*** Entries shown
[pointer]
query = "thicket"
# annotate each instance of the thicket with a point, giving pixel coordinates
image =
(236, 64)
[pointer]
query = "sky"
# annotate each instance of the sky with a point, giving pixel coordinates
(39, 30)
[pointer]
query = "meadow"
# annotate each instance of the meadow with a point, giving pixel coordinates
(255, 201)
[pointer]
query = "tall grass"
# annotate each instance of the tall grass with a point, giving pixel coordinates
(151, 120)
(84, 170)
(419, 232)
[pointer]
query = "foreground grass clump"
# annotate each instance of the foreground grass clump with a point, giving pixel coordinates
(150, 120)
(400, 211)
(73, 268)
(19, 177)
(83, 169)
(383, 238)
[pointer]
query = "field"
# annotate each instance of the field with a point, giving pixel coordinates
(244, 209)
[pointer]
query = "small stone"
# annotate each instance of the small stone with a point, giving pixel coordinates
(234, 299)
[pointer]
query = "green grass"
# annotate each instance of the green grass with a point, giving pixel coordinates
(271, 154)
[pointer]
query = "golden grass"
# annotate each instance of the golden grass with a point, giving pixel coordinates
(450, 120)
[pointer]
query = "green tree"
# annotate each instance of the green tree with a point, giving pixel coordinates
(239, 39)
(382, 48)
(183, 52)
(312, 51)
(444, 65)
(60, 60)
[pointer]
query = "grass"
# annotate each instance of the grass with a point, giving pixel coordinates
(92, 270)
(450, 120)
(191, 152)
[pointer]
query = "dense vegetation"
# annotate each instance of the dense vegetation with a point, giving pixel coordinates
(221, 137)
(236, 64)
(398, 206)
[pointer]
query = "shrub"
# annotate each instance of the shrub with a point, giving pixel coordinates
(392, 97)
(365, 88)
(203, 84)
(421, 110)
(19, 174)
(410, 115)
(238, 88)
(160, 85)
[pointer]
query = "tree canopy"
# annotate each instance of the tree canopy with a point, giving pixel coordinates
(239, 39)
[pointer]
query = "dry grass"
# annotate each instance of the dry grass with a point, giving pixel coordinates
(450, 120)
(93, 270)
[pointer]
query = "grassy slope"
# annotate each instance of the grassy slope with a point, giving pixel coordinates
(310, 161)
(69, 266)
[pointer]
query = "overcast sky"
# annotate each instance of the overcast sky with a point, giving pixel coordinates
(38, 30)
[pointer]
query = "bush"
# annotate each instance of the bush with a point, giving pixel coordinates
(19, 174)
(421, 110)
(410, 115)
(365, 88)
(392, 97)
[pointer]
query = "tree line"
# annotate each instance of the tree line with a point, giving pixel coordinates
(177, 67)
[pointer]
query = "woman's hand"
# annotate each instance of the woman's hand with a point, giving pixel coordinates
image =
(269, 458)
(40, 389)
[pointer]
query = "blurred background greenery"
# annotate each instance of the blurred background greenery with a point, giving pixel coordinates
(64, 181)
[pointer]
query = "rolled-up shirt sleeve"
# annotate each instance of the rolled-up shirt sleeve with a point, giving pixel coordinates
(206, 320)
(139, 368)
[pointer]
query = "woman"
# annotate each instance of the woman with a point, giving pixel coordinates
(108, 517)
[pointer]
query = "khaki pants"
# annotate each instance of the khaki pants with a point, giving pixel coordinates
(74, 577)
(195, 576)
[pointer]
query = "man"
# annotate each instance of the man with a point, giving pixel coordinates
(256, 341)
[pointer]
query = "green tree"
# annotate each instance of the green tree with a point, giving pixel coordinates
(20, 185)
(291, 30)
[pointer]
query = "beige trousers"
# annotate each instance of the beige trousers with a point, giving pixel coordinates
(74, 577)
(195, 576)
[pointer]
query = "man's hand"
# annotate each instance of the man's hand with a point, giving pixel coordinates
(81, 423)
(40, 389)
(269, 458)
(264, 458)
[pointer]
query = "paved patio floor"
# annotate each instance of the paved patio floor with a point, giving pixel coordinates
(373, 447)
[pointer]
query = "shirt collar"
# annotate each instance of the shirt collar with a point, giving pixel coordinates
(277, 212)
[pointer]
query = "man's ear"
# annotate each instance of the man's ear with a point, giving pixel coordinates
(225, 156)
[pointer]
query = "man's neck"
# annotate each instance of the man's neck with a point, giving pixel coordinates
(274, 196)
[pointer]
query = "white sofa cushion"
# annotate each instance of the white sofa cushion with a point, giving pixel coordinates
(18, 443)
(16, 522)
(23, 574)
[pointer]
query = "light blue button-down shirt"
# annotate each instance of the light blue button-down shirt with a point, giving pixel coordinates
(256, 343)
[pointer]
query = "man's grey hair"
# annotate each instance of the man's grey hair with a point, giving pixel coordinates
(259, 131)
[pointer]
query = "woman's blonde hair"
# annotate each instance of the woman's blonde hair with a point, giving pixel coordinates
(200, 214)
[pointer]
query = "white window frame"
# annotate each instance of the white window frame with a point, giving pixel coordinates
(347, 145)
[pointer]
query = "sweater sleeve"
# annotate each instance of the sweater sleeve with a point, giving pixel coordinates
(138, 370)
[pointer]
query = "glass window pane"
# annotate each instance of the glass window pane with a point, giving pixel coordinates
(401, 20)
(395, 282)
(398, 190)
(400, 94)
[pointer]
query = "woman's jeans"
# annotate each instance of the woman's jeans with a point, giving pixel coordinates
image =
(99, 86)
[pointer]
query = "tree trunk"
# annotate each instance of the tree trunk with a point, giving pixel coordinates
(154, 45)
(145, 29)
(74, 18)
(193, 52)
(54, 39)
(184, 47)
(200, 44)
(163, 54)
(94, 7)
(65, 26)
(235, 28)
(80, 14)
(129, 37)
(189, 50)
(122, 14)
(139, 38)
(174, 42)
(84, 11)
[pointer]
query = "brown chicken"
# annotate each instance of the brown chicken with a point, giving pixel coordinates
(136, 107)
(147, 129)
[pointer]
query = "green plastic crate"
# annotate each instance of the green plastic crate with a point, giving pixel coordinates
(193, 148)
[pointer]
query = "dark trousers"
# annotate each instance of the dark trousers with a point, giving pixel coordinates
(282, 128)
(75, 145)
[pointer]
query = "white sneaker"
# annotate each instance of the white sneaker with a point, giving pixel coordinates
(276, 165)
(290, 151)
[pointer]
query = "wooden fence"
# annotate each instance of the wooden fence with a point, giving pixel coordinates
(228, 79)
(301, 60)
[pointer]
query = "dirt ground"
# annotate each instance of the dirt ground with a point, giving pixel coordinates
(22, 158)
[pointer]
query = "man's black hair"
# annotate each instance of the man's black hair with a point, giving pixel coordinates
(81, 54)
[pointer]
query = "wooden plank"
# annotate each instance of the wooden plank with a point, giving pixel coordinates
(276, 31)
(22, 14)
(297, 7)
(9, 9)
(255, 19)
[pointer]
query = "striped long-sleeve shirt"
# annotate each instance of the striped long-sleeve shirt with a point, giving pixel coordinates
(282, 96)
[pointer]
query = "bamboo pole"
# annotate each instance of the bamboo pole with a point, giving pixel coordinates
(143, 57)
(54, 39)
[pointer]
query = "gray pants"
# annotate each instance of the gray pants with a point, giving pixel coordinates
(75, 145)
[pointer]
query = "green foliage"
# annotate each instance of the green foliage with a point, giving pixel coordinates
******
• **Brief**
Reproduce the records above exactly.

• **Right answer**
[pointer]
query = "thicket"
# annotate each instance of the thicket with a point, giving pixel coordinates
image =
(236, 64)
[pointer]
query = "sky"
# annotate each instance of the sky with a point, giving pixel coordinates
(39, 30)
[pointer]
query = "meadow"
# annotate each instance of the meadow with a point, giving pixel coordinates
(255, 201)
[pointer]
query = "tall grass"
# annotate each instance of the tall grass with a point, giving pixel coordinates
(151, 120)
(84, 170)
(419, 232)
[pointer]
query = "foreground grass clump"
# annotate each instance of the foreground grass clump with a point, giving pixel coordinates
(150, 120)
(400, 211)
(73, 268)
(19, 177)
(83, 169)
(383, 238)
[pointer]
query = "field"
# annotate each instance of the field with a point, giving pixel coordinates
(244, 209)
[pointer]
query = "small stone"
# annotate each instance of the small stone with a point, giving pixel coordinates
(234, 299)
[pointer]
query = "green grass"
# annotate each instance of the green grass with a point, giving pixel coordinates
(271, 154)
[pointer]
query = "golden grass"
# annotate each instance of the golden grass with a point, giving pixel coordinates
(450, 120)
[pointer]
query = "green tree"
# annotate each instance of the green tree with a point, giving pixel coordinates
(239, 39)
(382, 48)
(183, 52)
(312, 51)
(444, 65)
(60, 60)
[pointer]
query = "grass"
# annotate each instance of the grass with a point, giving pixel coordinates
(92, 270)
(450, 120)
(191, 152)
[pointer]
query = "dense vegetation"
# annotate each instance of the dense vegetation with a point, giving pixel coordinates
(221, 137)
(236, 64)
(398, 206)
[pointer]
query = "shrub"
# annotate each instance of the shrub with a point, giving pixel coordinates
(392, 97)
(365, 88)
(203, 84)
(421, 110)
(19, 174)
(410, 115)
(238, 88)
(160, 85)
[pointer]
query = "tree canopy"
# annotate each instance of the tree canopy with a point, giving pixel coordinates
(239, 39)
[pointer]
query = "dry grass"
# annotate each instance of the dry grass with a point, giving pixel coordinates
(450, 120)
(93, 270)
[pointer]
query = "grassy slope"
# annotate each instance of the grassy slope with a point, giving pixel coordinates
(310, 161)
(69, 266)
[pointer]
query = "overcast sky"
# annotate each instance of the overcast sky with a point, giving pixel coordinates
(38, 30)
[pointer]
query = "bush"
# annotate each instance of the bush with a point, giving pixel coordinates
(19, 174)
(421, 110)
(410, 115)
(365, 88)
(392, 97)
[pointer]
query = "tree line"
# annotate each instance of the tree line with a point, giving pixel coordinates
(177, 67)
[pointer]
query = "woman's hand"
# annotate each instance of the woman's hand with a point, giving pixel coordinates
image =
(269, 458)
(40, 389)
[pointer]
query = "blurred background greenery"
# annotate each instance of the blurred background greenery with a point, giving pixel coordinates
(64, 181)
[pointer]
query = "rolled-up shirt sleeve"
# annotate each instance of the rolled-up shirt sleeve with a point, giving pixel coordinates
(206, 320)
(139, 368)
[pointer]
query = "woman"
# annotate each instance of the woman with a point, giving pixel coordinates
(108, 517)
[pointer]
query = "khaki pants"
# annotate each instance of the khaki pants with a point, giving pixel coordinates
(74, 577)
(195, 576)
[pointer]
query = "man"
# annotate each instance of the man with a point, giving pixel coordinates
(256, 341)
[pointer]
query = "green tree"
# annotate each instance of the green tree with a point, giving pixel coordinates
(20, 185)
(291, 30)
[pointer]
query = "beige trousers"
# annotate each instance of the beige trousers with a point, giving pixel coordinates
(74, 577)
(195, 576)
[pointer]
query = "man's hand"
# annotate each instance of the man's hand with a point, giving pixel coordinates
(81, 423)
(40, 389)
(269, 458)
(264, 458)
[pointer]
query = "paved patio floor"
# annotate each instance of the paved patio floor with a point, giving pixel coordinates
(373, 447)
[pointer]
query = "shirt collar"
# annotate each instance of the shirt collar with a point, giving pixel coordinates
(277, 212)
[pointer]
query = "man's ear"
# annotate each instance of the man's ear with a point, giving pixel coordinates
(225, 156)
[pointer]
query = "man's neck"
# annotate each instance of the man's neck with a point, giving pixel coordinates
(274, 196)
[pointer]
query = "white sofa cushion"
# annotate each instance of the white sofa cushion with a point, giving pixel coordinates
(18, 443)
(16, 522)
(23, 574)
[pointer]
query = "light blue button-down shirt"
# annotate each instance of the light blue button-down shirt with a point, giving pixel coordinates
(256, 343)
[pointer]
query = "man's grey hair"
# annotate each instance of the man's grey hair with a point, giving pixel coordinates
(259, 131)
[pointer]
query = "woman's blonde hair"
# annotate each instance of the woman's blonde hair with a point, giving pixel coordinates
(200, 214)
[pointer]
query = "white window frame"
# annotate each instance of the white window frame with a point, giving pixel coordinates
(347, 145)
[pointer]
query = "sweater sleeve"
# annotate each instance of the sweater sleeve with a point, giving pixel coordinates
(138, 370)
[pointer]
query = "glass window pane"
# annotate each instance of the glass window pane with a point, giving pixel coordinates
(401, 20)
(395, 282)
(398, 190)
(400, 94)
[pointer]
query = "woman's jeans"
# annotate each instance of the woman's jeans with a point, giving pixel coordinates
image =
(99, 86)
[pointer]
query = "tree trunk"
# annotate each instance of the tree trunk with a point, giving pixel coordinates
(154, 45)
(145, 29)
(74, 18)
(193, 52)
(54, 39)
(184, 47)
(200, 44)
(163, 54)
(94, 7)
(65, 26)
(235, 28)
(80, 14)
(129, 37)
(189, 50)
(122, 14)
(139, 38)
(174, 42)
(84, 11)
[pointer]
query = "brown chicken"
# annotate each instance of the brown chicken with a point, giving pixel coordinates
(136, 107)
(147, 129)
[pointer]
query = "green plastic crate"
# annotate each instance of the green plastic crate with a point, giving pixel coordinates
(193, 148)
[pointer]
query = "dark trousers"
# annotate each instance of the dark trousers with a point, giving pixel coordinates
(282, 128)
(75, 145)
[pointer]
query = "white sneaker"
# annotate each instance of the white sneaker with a point, giving pixel coordinates
(276, 165)
(290, 151)
[pointer]
query = "wooden fence"
# annotate each instance of the wooden fence with a point, giving pixel coordinates
(228, 79)
(301, 60)
[pointer]
query = "dirt ground"
# annotate each instance of the dirt ground with a point, giving pixel coordinates
(22, 158)
[pointer]
query = "man's black hair"
# annotate each instance of the man's black hair with a point, giving pixel coordinates
(81, 54)
[pointer]
query = "wooden plank"
# annotate each instance of the wooden plank with a point, giving pixel coordinates
(276, 31)
(22, 14)
(297, 7)
(9, 9)
(255, 19)
[pointer]
query = "striped long-sleeve shirt"
# annotate each instance of the striped long-sleeve shirt with a point, giving pixel coordinates
(282, 96)
[pointer]
query = "bamboo pole"
# annotate each instance of the bamboo pole with a point, giving pixel coordinates
(143, 57)
(54, 39)
[pointer]
query = "gray pants"
# annotate each instance of the gray pants with a point, giving pixel coordinates
(75, 145)
[pointer]
query = "green foliage"
# annotate each instance of the green foliage with a point, giving pixel coordinates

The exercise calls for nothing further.